From the line that contains "Query: stone church building" to the last line of the entries, set down each line exactly as written, both ends included, with nothing else.

### Data to examine
----

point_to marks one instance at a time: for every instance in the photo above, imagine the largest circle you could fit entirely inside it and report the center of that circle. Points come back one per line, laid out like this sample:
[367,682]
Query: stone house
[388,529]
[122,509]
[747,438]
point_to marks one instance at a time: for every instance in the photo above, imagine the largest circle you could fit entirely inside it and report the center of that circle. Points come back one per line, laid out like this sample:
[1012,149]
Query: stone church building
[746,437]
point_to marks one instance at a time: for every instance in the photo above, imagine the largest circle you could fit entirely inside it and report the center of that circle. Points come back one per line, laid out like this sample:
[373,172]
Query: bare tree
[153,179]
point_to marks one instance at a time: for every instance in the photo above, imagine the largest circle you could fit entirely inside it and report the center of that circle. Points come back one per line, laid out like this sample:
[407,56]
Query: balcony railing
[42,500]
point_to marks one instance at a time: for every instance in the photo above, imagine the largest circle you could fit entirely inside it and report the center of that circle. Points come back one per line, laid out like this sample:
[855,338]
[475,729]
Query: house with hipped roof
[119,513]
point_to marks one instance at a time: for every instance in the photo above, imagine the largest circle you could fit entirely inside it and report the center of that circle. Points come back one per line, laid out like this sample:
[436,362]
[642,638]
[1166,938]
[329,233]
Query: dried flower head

----

### Exercise result
Query: stone church building
[746,437]
point_to marks one instance at a time: for every instance in the photo above, imagine the largest circle you could fit entirely inside it and report the center of that circle. Points come back one per line, laid out like this sample:
[373,172]
Query: bare tree
[153,179]
point_to marks one instance at a time: for every instance in the photo above, imagine the largest circle you could fit entirely inside it and report the center of that circle. Points come back one per line, laid out like this sample:
[407,56]
Query: balcony railing
[42,500]
point_to marks one instance at a time: for every instance in the photo above, imagine the largest circle you could fit entirely inside it and report the center of that circle. Points come back one per line, laid out like this sample:
[855,338]
[475,729]
Query: house with hipped roof
[119,513]
point_to marks one instance at a time: for every instance in the photo above, imagine the largest circle you could fit entirely inside it and report the center of that circle. Points come back one per line, laid out like this sample:
[436,362]
[642,638]
[1166,938]
[329,233]
Query: dried flower head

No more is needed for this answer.